# Start of Given data
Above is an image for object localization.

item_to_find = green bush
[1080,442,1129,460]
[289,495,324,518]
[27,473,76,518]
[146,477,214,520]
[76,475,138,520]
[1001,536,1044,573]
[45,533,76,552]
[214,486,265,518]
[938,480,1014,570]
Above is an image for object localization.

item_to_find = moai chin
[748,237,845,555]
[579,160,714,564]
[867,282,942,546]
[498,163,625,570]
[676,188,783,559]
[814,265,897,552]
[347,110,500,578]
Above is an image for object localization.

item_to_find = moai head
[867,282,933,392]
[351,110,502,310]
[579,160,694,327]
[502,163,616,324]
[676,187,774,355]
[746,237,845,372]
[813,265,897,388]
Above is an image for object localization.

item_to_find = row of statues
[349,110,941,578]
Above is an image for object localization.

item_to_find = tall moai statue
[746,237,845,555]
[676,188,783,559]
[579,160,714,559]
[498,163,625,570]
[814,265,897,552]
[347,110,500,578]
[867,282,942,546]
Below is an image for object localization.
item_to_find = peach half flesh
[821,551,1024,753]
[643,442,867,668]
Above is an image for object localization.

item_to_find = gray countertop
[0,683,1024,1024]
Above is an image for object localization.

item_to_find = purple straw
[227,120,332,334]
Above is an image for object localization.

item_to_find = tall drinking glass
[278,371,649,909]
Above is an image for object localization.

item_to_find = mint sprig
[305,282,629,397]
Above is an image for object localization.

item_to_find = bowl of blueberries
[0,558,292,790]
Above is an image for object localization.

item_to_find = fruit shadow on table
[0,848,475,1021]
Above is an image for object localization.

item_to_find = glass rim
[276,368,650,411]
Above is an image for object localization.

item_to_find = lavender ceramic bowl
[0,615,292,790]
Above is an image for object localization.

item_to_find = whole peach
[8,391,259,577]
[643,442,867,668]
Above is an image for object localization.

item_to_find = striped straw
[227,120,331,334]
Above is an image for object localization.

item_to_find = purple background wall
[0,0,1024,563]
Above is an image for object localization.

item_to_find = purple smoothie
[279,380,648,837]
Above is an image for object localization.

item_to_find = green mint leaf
# End of Given data
**Required work**
Repeat all of the lines above word for word.

**Worked answer**
Above is an image for object localization.

item_to_find = green bush
[1080,442,1129,460]
[289,495,324,518]
[27,473,76,518]
[146,477,214,520]
[76,475,138,520]
[1001,536,1044,573]
[45,533,76,552]
[214,486,265,518]
[938,480,1014,570]
Above is an image for object localization.

item_to_find = moai chin
[748,237,845,555]
[579,160,714,564]
[867,282,942,546]
[498,163,625,570]
[676,188,783,559]
[814,265,897,552]
[347,110,500,578]
Above is an image for object localization.

item_to_find = moai head
[867,282,933,392]
[351,110,502,310]
[579,160,694,327]
[502,163,616,324]
[676,187,774,355]
[746,237,845,372]
[813,265,897,388]
Above is an image for object localization.

item_to_find = row of statues
[349,110,941,578]
Above is an image for object localization.

item_to_find = tall moai statue
[746,237,845,555]
[676,188,783,559]
[579,160,714,559]
[498,163,625,570]
[814,265,897,552]
[347,110,500,578]
[867,282,942,546]
Below is an image for object localization.
item_to_find = peach half flesh
[821,551,1024,753]
[643,442,867,668]
Above is an image for object localization.

item_to_find = gray countertop
[0,683,1024,1024]
Above is an image for object localization.

item_to_find = purple straw
[227,120,332,334]
Above is an image for object localization.

item_to_find = tall drinking glass
[278,371,649,909]
Above is an image for object localization.

item_to_find = mint sprig
[305,282,629,397]
Above is an image for object localization.

item_to_find = bowl of blueberries
[0,558,292,790]
Above is an image for object localization.

item_to_find = fruit shadow on table
[0,848,475,1021]
Above is an image for object localization.

item_to_find = glass rim
[276,368,650,411]
Above is an image for object localization.

item_to_find = lavender ceramic bowl
[0,615,292,790]
Above is an image for object localization.

item_to_find = whole peach
[8,391,259,577]
[643,442,867,668]
Above is an image for object localization.

item_to_find = striped straw
[227,120,331,334]
Above is an image for object localization.

item_to_find = purple background wall
[0,0,1024,563]
Above is an image for object localization.

item_to_find = purple smoothie
[279,380,648,837]
Above is an image for object localization.

item_to_find = green mint leaf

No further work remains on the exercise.